• _Exercises_:
**a.** Render into Spanish this sentence from the HPGe detector simulation text: "The schemes furnished by producers are often poor in some structural detail."
**b.** Transcribe the passage of the HPGe detector simulation text starting with "The first step" and going on through "(see figure 1).".

SIMULATION OF AN HPGe DETECTOR AND A MARINELLI’S BEAKER
SOURCE TO DERIVE EFFICIENCY CURVES WITH FLUKA 2005.6
A.A. Porta1, F. Campi
Nuclear Engineering department – CeSNEF, Polytechnic of Milan
Short informations
In this document you can find:
1. a description of the work done with methods and results involving a Marinelli’s beaker
certified calibration source as a multiline reference
2. the layouts of .inp and source.f files used as FLUKA input and custom-source respectively
3. the HPGe layout as computed by SimpleGeo beta version 1.0 (Chris Theis and Karl Heinz
Buchegger)
Methods
FLUKA code was used in its lower-limit energy range with a custom source to simulate photons
emission and transport from a Marinelli’s beaker multiline calibration source to an HPGe detector.
This way it is possible to construct a topic total-efficiency curve without having a specific
calibration reference.
The first step foresees to know as well as possible the inner geometry of the HPGe endcup. The task
is quite simple if it possible to make a radiography or a gammagraphy of the device.
In figure 1 it is possible to see the result of a gammagraphy made with Cs-137 of such a detector.
1
Alessandro.porta@polimi.it
Figure 1: HPGe gammagraphy made by Cs-137
The information coming from the radiography or gammagraphy need to be blended with the data
furnished by the device producer. The schemes furnished by producers are often poor in some
structural detail. Typically, it is noticeable the absence of small internal clamps which, instead, are
visible through a radiography or gammagraphy (see figure 1).

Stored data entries
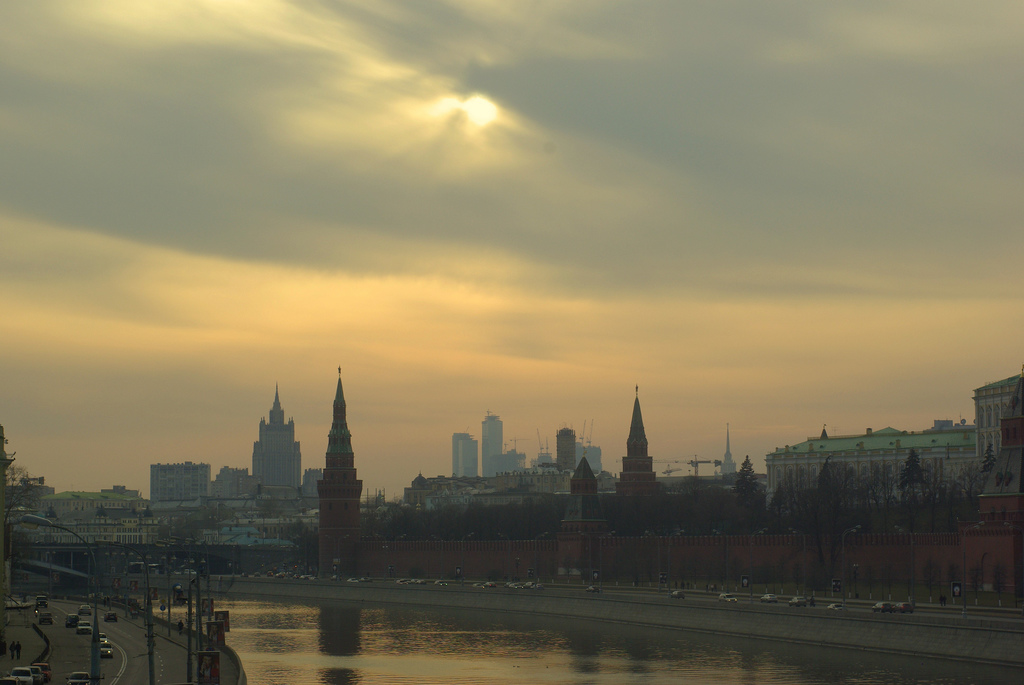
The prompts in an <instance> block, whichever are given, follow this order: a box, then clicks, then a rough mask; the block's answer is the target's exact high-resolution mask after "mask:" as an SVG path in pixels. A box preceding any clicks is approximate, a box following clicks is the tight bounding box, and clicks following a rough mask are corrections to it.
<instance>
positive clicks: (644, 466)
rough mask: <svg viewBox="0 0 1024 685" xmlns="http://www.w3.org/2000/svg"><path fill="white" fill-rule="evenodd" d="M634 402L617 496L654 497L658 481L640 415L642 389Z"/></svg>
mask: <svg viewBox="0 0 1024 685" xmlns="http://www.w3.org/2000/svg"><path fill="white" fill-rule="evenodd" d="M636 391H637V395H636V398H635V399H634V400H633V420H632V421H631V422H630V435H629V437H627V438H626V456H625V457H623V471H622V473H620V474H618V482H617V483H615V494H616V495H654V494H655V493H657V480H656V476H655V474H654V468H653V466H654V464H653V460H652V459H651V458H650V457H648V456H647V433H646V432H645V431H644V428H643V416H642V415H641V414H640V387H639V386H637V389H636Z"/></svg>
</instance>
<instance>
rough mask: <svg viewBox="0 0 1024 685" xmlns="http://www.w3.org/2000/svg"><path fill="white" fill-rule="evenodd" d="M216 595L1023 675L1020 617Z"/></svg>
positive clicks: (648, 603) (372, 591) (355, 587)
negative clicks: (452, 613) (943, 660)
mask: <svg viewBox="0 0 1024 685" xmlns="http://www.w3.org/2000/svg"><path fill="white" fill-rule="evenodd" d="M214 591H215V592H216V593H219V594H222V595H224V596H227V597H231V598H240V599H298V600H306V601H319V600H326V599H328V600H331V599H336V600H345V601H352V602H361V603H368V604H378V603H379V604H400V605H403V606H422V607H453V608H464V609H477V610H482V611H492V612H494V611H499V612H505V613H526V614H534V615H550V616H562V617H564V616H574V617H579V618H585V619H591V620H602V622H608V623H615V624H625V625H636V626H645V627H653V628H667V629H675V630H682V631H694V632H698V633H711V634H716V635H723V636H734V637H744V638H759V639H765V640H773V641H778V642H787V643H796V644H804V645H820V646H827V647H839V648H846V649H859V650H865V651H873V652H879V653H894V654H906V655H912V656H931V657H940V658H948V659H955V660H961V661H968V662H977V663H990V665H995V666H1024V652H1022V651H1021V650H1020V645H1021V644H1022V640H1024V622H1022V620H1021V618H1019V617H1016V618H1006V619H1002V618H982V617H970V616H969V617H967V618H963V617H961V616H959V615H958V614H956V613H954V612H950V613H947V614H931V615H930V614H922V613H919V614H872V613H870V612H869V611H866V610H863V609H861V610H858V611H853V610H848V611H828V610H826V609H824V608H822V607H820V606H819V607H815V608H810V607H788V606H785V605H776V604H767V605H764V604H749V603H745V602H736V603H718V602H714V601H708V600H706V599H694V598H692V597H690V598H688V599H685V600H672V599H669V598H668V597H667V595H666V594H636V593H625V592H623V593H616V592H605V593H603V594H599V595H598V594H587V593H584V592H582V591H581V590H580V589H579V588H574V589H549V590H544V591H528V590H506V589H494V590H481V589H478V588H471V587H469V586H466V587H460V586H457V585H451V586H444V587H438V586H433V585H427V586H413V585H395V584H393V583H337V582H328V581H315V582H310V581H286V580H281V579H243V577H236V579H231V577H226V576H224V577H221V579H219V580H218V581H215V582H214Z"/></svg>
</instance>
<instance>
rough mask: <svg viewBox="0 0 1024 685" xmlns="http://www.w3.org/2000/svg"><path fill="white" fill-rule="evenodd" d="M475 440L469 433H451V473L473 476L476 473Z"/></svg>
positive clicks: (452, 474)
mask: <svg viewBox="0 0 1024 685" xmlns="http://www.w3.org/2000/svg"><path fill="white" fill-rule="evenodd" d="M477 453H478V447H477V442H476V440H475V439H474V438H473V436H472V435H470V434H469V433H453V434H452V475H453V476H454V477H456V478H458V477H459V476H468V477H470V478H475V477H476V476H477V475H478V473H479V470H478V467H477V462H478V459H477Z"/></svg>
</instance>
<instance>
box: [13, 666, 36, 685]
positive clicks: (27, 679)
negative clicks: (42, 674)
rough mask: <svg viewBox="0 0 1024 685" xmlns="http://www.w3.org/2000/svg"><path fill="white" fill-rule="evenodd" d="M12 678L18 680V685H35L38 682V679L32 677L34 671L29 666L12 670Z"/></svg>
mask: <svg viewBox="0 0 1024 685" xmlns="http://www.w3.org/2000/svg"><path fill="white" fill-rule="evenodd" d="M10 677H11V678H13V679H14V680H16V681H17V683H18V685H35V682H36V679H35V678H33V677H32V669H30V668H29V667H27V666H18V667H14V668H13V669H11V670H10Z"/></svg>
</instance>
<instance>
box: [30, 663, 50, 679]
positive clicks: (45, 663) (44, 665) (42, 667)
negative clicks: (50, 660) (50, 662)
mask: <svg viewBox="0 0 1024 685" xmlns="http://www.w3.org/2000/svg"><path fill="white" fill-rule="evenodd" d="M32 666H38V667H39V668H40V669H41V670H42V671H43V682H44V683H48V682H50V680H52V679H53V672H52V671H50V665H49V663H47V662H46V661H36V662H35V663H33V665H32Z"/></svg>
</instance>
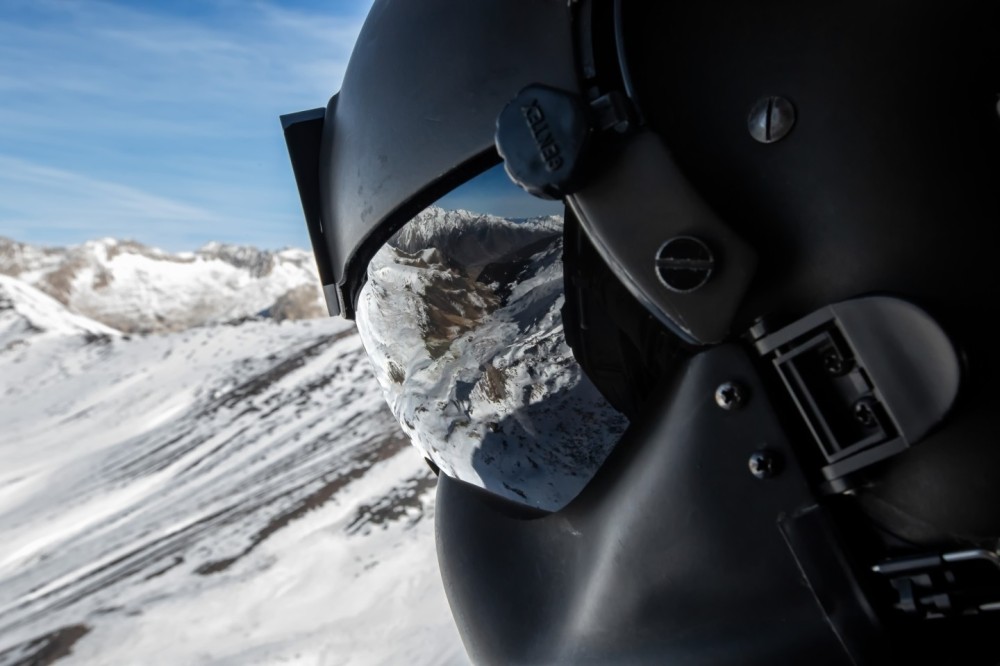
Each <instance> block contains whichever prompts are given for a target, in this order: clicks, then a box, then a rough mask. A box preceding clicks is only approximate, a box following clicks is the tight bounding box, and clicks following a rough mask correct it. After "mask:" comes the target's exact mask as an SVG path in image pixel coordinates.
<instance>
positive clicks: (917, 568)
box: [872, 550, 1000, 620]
...
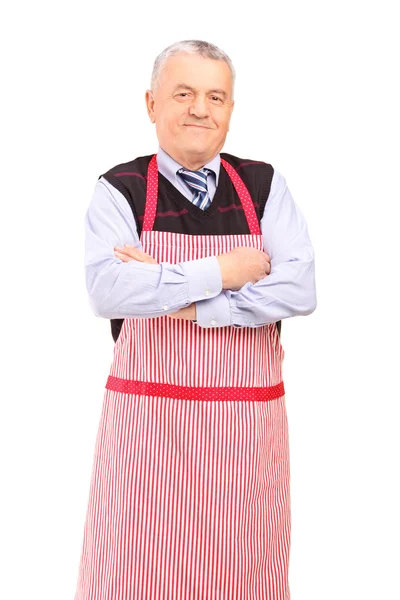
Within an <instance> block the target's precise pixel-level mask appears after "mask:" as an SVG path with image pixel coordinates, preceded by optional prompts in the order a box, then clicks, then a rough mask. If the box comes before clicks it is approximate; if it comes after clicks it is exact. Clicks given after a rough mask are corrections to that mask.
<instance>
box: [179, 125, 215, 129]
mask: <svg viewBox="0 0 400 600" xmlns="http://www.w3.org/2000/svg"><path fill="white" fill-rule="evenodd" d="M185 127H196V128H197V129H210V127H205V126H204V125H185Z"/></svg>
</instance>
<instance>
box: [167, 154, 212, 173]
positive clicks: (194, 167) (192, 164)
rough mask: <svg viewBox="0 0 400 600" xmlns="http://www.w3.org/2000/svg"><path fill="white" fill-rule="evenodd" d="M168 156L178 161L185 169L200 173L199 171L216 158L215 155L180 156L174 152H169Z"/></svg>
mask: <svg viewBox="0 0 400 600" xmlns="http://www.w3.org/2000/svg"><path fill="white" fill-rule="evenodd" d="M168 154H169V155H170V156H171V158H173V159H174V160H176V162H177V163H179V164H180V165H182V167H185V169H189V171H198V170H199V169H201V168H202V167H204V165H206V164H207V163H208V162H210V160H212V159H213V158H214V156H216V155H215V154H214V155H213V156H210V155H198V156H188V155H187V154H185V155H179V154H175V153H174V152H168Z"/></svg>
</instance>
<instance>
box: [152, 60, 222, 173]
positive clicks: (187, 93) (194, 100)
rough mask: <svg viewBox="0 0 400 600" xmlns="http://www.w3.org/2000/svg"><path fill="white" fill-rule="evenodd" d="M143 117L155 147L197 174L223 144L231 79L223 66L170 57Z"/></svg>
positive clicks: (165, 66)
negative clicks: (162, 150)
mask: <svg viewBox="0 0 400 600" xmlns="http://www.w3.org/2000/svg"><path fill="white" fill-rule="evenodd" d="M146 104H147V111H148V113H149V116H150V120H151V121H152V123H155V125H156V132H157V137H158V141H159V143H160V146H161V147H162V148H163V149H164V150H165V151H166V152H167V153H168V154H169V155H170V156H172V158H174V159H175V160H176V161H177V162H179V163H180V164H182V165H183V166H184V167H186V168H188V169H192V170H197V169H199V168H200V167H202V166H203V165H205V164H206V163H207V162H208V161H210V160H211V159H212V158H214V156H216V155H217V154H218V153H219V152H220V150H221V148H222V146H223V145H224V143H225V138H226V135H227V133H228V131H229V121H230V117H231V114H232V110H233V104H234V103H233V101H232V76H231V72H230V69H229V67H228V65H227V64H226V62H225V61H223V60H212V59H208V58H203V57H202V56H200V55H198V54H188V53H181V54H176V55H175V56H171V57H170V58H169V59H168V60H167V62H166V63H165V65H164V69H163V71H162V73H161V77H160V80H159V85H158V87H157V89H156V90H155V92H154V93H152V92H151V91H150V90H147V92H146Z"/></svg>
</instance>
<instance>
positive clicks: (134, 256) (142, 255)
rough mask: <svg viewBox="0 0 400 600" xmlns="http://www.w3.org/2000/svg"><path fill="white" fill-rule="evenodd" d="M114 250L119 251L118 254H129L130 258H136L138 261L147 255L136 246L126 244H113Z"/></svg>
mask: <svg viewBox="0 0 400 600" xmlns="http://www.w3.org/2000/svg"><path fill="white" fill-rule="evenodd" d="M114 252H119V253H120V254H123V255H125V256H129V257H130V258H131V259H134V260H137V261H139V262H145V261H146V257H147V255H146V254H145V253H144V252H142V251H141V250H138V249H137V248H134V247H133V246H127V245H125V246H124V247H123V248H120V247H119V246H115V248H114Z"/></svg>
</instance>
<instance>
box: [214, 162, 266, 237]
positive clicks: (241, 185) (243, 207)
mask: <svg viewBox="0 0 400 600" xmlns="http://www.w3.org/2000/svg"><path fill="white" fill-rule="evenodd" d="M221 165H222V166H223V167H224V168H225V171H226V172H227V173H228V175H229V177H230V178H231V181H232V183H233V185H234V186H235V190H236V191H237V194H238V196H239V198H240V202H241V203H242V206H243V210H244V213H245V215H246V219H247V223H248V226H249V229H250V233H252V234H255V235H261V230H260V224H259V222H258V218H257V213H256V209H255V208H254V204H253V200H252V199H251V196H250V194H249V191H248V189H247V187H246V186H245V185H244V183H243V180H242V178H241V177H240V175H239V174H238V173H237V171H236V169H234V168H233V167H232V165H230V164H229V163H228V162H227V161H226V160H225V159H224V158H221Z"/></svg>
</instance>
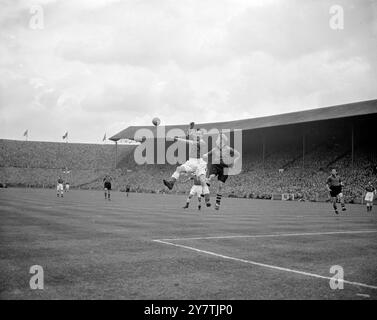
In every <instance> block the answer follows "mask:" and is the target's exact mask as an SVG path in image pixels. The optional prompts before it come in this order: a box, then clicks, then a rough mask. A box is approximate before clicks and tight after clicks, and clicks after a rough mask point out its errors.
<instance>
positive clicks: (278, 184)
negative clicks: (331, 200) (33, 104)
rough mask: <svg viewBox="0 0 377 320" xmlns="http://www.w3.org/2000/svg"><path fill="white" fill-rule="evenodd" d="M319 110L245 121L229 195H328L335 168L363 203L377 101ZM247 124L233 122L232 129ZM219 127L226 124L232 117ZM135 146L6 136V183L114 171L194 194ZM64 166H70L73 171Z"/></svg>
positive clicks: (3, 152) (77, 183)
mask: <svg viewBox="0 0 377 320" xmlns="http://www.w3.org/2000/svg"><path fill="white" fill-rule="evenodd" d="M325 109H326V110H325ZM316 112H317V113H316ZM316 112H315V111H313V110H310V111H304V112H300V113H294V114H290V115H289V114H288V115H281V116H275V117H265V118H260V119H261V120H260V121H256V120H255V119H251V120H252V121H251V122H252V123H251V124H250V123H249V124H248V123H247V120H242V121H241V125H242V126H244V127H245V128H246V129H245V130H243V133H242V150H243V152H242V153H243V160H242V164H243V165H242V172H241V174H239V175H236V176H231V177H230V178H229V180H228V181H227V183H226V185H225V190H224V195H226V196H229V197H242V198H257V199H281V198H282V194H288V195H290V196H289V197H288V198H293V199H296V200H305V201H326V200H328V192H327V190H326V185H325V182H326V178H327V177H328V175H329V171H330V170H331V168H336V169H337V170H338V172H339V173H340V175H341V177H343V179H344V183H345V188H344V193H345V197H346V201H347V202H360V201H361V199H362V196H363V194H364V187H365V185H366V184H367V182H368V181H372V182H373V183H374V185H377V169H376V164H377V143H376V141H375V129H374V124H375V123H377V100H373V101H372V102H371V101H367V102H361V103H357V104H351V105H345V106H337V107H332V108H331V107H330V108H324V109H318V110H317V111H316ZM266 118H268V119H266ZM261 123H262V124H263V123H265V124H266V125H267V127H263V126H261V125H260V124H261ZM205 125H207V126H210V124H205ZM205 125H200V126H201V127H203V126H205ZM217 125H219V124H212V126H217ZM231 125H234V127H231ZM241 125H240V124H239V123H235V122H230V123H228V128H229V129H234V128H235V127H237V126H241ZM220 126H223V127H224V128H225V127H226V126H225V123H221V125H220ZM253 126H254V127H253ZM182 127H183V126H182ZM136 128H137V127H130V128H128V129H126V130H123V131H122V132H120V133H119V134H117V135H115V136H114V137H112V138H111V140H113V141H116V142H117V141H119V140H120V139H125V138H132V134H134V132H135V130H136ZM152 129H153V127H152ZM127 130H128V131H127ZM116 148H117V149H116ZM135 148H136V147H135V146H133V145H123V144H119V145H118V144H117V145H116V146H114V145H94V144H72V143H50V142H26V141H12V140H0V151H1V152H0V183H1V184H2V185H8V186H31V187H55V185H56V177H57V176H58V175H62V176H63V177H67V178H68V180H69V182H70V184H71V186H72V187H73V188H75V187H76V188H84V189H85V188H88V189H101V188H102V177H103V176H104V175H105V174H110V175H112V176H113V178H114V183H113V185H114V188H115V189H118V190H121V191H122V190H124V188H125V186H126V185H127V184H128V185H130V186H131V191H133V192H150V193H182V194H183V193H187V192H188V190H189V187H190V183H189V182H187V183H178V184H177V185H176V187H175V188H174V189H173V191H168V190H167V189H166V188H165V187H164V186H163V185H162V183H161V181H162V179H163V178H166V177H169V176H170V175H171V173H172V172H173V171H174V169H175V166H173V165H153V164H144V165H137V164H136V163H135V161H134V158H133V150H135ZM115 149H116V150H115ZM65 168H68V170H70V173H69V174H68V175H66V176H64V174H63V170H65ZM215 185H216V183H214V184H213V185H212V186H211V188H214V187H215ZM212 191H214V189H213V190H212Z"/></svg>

• _Task-by-task results_:
**a.** Los esquemas proporcionados por los fabricantes suelen ser pobres en algunos detalles estructurales.

**b.**
The first step foresees to know as well as possible the inner geometry of the HPGe endcup. The task
is quite simple if it possible to make a radiography or a gammagraphy of the device.
In figure 1 it is possible to see the result of a gammagraphy made with Cs-137 of such a detector.
1
Alessandro.porta@polimi.it
Figure 1: HPGe gammagraphy made by Cs-137
The information coming from the radiography or gammagraphy need to be blended with the data
furnished by the device producer. The schemes furnished by producers are often poor in some
structural detail. Typically, it is noticeable the absence of small internal clamps which, instead, are
visible through a radiography or gammagraphy (see figure 1).